= Marybeth Gasman =

American historian

Marybeth Gasman is Samuel DeWitt Proctor Endowed Chair in Education and a Distinguished Professor at Rutgers University. She was appointed as Associate Dean for Research in the Rutgers Graduate School of Education in the fall of 2021 and was elected Chair of the Rutgers University-New Brunswick Faculty Council in 2021. In 2026, Gasman was selected to be the editor (along with Andrés Castro Samayoa) of Educational Researcher for the 2027-2029 term. Educational Researcher is the premier journal of the American Educational Research Association. In addition to these roles, Gasman is the executive director of the Samuel DeWitt Proctor Institute for Leadership, Equity, & Justice as well as the Rutgers Center for Minority Serving Institutions. Since 2021, Gasman has been a contributing writer for Forbes.com.

==Biography==
Gasman received a Bachelor of Arts in Political Science and Communication at St. Norbert College (1990) and an M.S. (1992) and Ph.D. (2000) in Higher Education and Law at Indiana University Bloomington. A historian of higher education, she currently holds the Samuel DeWitt Proctor Endowed Chair in Education and is a Distinguished Professor in the Graduate School of Education at Rutgers University, which she joined in 2019. Gasman also serves as the Associate Dean for Research in the Graduate School of Education and was the Chair of the Rutgers University-New Brunswick Faculty Council. In 2026, Gasman was selected to be the editor (along with Andrés Castro Samayoa) of Educational Researcher for the 2027-2029 term. Gasman is the executive director of both the Samuel DeWitt Proctor Institute for Leadership, Equity, and Justice, and the Rutgers Center for Minority Serving Institutions. She was a faculty member at the University of Pennsylvania from 2003 to 2019 where she held the Judy & Howard Berkowitz Professor of Education.

She is one of the leading authorities in the country on historically black colleges (HBCUs). She is on the board of trustees of two Historically Black Colleges and Universities—Paul Quinn College in Dallas, Texas and Morris Brown College in Atlanta, Georgia.

Gasman served as the vice president of the history and historiography section of the American Educational Research Association from 2011 to 2014, and as the chair of the American Association of University Professor's Committee on HBCUs. In 2006, Gasman received the Association for the Study of Higher Education's Promising Scholar/Early Career Award, and in 2008 she won the Penn Excellence in Teaching Award and in 2017, she was awarded the Penn Provost's Award for Excellence in Ph.D. Mentoring and Advising.

-- DATA RECORDS --

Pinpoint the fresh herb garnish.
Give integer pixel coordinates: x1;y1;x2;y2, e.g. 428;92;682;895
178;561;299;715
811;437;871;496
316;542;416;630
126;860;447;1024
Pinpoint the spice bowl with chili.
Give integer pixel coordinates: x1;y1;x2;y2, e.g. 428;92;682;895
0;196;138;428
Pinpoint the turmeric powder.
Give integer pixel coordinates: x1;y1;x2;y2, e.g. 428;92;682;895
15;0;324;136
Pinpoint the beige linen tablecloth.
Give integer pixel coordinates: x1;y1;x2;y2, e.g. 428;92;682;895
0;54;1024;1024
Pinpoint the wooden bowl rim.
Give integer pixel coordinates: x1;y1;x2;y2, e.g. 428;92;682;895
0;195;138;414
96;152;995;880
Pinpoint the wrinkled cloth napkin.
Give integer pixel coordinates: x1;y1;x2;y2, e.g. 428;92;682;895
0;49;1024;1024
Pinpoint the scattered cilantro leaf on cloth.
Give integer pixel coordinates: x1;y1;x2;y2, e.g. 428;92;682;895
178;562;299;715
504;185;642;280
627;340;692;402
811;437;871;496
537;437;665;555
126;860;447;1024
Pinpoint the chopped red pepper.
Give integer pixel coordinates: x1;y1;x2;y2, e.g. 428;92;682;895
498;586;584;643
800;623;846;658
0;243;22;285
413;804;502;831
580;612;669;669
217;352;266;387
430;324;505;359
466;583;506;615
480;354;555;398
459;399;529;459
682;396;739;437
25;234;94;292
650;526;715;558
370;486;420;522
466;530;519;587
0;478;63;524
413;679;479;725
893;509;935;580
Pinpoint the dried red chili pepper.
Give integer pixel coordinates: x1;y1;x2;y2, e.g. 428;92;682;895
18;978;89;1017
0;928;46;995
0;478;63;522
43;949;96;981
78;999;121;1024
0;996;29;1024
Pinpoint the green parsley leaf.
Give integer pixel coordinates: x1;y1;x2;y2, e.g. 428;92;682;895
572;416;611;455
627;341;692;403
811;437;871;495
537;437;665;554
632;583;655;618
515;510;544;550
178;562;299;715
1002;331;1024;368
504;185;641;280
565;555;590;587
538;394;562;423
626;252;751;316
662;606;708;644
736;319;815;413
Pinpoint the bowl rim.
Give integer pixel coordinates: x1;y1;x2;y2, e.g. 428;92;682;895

-- PROBLEM 1 --
For the text on Marybeth Gasman, decide whether each statement agrees with it, answering yes or no and quoting the deciding words: (a) Gasman joined Rutgers University in 2019. (b) Gasman taught at the University of Pennsylvania until 2021. (c) Gasman received the Promising Scholar/Early Career Award in 2008.
-- PROBLEM 2 --
Print everything in the text on Marybeth Gasman from "She is one of" down to "Mentoring and Advising.".

-- WORKED SOLUTION 1 --
(a) Yes: "at Rutgers University, which she joined in 2019"
(b) No: "She was a faculty member at the University of Pennsylvania from 2003 to 2019"
(c) No: "In 2006, Gasman received the Association for the Study of Higher Education's Promising Scholar/Early Career Award"

-- WORKED SOLUTION 2 --
She is one of the leading authorities in the country on historically black colleges (HBCUs). She is on the board of trustees of two Historically Black Colleges and Universities—Paul Quinn College in Dallas, Texas and Morris Brown College in Atlanta, Georgia.

Gasman served as the vice president of the history and historiography section of the American Educational Research Association from 2011 to 2014, and as the chair of the American Association of University Professor's Committee on HBCUs. In 2006, Gasman received the Association for the Study of Higher Education's Promising Scholar/Early Career Award, and in 2008 she won the Penn Excellence in Teaching Award and in 2017, she was awarded the Penn Provost's Award for Excellence in Ph.D. Mentoring and Advising.